Stored entries
····················
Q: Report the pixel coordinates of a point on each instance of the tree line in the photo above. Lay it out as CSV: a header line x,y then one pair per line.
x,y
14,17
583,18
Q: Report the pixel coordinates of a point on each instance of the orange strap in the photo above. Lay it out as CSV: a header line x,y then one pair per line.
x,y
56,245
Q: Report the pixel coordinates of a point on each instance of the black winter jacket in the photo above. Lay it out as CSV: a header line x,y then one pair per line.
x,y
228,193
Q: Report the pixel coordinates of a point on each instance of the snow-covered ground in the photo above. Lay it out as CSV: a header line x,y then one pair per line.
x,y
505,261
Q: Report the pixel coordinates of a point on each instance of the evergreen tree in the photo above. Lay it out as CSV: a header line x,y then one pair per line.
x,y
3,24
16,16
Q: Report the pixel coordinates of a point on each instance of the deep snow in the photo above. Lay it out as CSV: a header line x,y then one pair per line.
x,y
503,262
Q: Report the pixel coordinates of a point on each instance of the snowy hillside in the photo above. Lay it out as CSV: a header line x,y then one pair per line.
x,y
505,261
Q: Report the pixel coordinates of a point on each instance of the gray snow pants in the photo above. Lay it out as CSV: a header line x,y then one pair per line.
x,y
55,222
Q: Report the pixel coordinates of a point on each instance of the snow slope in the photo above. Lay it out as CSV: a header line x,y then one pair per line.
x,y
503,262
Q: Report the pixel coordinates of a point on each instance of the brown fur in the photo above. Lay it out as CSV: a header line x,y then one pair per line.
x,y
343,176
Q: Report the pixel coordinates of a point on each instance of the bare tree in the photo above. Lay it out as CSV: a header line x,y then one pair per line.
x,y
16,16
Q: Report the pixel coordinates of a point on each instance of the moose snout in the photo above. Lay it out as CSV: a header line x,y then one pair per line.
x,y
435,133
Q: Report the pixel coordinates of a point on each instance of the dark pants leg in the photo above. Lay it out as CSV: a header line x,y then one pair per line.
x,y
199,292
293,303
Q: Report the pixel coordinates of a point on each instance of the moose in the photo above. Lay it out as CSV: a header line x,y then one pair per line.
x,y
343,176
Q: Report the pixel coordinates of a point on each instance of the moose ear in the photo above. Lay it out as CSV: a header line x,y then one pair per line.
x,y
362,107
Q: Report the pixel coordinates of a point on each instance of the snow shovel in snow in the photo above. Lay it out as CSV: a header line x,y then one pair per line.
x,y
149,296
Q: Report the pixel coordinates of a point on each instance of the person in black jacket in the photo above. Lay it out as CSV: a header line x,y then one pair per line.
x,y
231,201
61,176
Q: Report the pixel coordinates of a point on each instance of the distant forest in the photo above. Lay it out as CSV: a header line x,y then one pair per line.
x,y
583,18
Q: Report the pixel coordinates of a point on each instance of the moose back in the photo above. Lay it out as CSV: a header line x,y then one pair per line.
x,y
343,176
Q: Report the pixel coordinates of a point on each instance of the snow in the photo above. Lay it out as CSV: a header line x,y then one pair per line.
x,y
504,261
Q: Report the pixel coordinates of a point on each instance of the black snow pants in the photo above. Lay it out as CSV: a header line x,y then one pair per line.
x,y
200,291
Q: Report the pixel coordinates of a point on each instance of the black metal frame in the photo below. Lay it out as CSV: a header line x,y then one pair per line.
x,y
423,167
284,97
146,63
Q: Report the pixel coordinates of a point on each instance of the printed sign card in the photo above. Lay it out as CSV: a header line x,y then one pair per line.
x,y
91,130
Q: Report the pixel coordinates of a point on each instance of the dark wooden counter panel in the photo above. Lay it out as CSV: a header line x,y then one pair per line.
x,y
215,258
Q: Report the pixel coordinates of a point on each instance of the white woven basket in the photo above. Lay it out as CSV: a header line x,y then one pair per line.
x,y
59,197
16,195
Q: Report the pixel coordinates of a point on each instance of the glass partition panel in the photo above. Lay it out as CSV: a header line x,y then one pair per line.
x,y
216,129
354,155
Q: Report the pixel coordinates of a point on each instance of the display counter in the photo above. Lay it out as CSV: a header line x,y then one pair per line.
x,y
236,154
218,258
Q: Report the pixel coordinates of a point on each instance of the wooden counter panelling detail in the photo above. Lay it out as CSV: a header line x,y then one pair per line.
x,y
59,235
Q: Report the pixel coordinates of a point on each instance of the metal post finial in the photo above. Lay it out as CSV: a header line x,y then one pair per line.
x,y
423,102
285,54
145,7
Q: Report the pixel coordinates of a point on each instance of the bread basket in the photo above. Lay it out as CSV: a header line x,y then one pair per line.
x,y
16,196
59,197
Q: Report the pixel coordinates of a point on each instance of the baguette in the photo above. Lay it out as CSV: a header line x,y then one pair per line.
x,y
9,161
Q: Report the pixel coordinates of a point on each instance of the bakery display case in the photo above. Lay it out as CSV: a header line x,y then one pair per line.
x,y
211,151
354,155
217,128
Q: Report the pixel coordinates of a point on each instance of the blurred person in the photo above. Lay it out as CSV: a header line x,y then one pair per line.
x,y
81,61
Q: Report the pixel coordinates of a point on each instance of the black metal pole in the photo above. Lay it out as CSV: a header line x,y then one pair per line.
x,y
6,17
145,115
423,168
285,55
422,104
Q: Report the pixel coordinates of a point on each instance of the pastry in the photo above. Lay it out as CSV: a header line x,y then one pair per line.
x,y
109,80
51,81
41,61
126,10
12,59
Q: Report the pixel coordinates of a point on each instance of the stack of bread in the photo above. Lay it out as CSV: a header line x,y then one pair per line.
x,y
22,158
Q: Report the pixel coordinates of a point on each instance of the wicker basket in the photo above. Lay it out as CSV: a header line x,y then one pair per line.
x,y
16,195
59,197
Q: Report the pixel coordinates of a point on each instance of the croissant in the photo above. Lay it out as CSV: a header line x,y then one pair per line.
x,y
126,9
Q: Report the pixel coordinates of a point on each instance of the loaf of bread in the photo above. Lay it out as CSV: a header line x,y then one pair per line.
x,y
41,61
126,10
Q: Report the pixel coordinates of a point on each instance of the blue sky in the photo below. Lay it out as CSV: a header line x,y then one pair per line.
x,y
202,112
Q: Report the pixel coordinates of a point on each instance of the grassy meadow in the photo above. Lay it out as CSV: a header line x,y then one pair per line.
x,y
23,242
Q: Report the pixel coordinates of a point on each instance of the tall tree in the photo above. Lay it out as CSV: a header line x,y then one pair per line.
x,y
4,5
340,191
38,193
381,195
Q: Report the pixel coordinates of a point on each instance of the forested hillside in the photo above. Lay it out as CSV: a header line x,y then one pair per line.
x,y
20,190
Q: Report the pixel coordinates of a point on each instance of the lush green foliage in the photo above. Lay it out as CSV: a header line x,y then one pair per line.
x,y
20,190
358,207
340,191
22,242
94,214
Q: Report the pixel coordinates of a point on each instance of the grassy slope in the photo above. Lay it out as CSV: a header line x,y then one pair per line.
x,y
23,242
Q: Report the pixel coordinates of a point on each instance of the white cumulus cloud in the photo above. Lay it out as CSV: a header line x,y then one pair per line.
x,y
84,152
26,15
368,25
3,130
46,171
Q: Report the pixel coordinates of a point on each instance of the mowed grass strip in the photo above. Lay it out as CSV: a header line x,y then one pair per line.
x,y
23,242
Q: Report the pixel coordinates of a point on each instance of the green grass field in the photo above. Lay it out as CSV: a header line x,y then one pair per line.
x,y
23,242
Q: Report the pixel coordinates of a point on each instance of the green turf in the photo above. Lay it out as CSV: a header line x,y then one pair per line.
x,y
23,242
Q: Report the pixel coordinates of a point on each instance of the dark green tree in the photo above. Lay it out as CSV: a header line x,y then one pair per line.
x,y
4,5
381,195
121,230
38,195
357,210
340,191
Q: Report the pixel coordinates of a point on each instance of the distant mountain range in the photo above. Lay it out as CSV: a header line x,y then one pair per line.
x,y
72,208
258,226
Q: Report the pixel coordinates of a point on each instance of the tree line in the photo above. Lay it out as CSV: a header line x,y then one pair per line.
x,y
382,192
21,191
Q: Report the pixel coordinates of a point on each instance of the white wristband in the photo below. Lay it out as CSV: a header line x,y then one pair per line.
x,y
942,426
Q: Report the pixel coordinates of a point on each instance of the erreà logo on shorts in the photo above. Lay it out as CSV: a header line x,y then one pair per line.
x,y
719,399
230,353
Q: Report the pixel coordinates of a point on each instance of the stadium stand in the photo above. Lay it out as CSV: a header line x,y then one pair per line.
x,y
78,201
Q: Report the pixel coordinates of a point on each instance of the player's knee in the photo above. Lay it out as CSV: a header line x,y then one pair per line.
····················
What is expected | Nothing but the lines from the one with "of the stadium" to the last line of the data should appear in the answer, each exactly as it stands.

Your response |
Q: Report the pixel coordinates of a point on each instance of the stadium stand in the photo above. Lay it out as CSV: a header line x,y then one pair per line.
x,y
78,201
Q: Report the pixel coordinates of a point on each instance of the player's knee in the photo above. Lay it out as CSV: a header line x,y then one pair per line.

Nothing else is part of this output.